#### Items ####

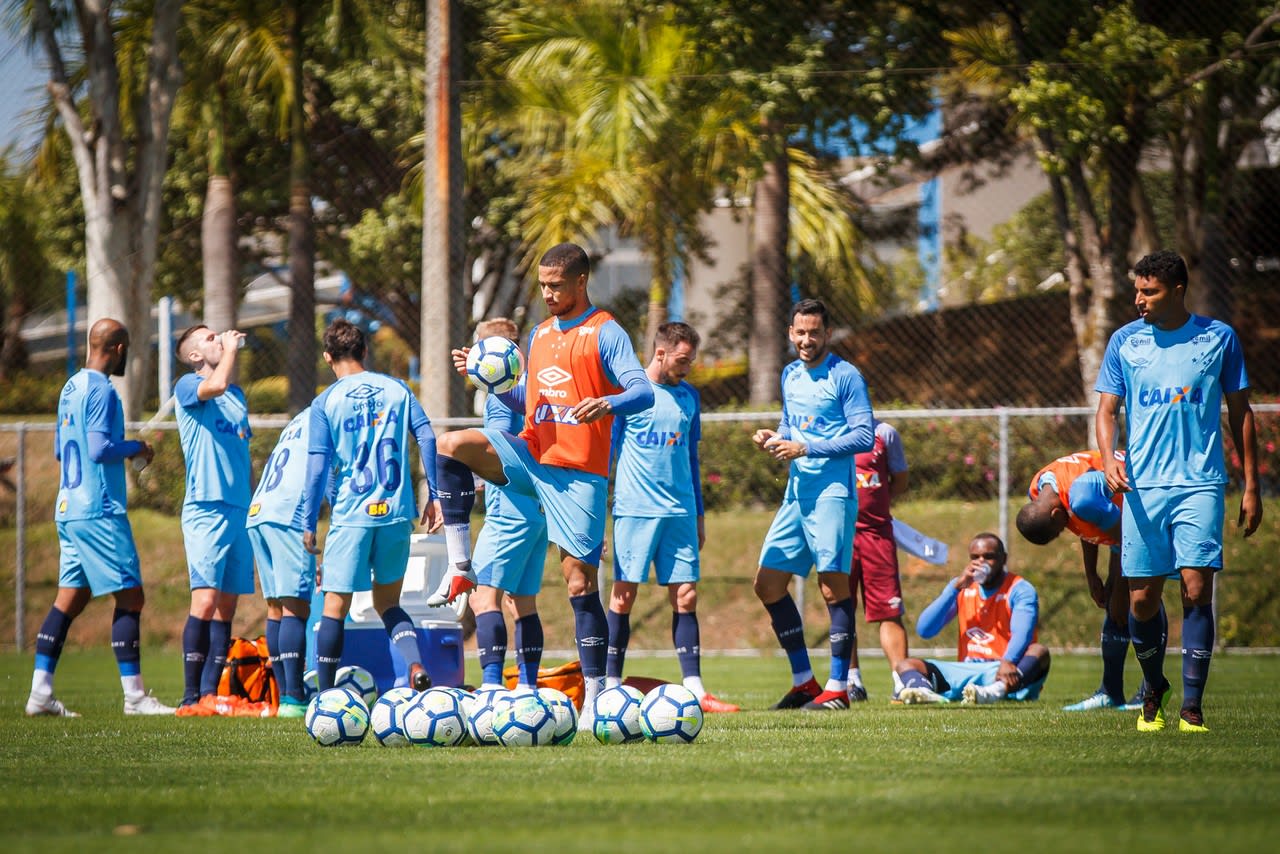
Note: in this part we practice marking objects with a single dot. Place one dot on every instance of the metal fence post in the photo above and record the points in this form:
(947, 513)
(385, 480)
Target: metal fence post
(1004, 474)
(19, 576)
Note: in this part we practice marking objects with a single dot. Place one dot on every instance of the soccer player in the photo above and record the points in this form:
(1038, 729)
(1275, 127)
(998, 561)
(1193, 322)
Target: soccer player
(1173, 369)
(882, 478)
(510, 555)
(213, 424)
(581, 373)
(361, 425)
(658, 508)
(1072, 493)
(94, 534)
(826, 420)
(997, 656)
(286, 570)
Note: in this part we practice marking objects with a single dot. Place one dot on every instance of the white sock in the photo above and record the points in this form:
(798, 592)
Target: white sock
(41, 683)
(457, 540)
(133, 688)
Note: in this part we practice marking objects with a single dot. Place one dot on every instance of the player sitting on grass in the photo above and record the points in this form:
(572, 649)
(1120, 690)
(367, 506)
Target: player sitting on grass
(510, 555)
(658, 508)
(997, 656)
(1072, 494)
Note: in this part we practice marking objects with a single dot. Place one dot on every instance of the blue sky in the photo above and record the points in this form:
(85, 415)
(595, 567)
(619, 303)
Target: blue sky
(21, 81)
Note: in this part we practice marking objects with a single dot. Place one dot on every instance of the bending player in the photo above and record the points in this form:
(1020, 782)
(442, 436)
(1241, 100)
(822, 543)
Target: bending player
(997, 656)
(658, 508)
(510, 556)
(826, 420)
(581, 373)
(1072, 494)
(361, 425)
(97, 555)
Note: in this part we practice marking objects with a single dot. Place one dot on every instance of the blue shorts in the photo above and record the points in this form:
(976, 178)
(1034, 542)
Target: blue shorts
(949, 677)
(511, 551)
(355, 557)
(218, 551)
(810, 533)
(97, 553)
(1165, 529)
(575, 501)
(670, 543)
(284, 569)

####

Copy out the lines word for word, from the line containing "the blue shorts" through the end of the lines.

Answer for the task ▸
Note: in this part we practice marking objects with a single dot. Place one dot on every instance of the blue shorts in the photo above and record the points in this form:
(976, 178)
(1034, 542)
Target: blue shorts
(949, 677)
(511, 551)
(355, 557)
(218, 551)
(810, 533)
(97, 553)
(1165, 529)
(575, 501)
(670, 543)
(284, 569)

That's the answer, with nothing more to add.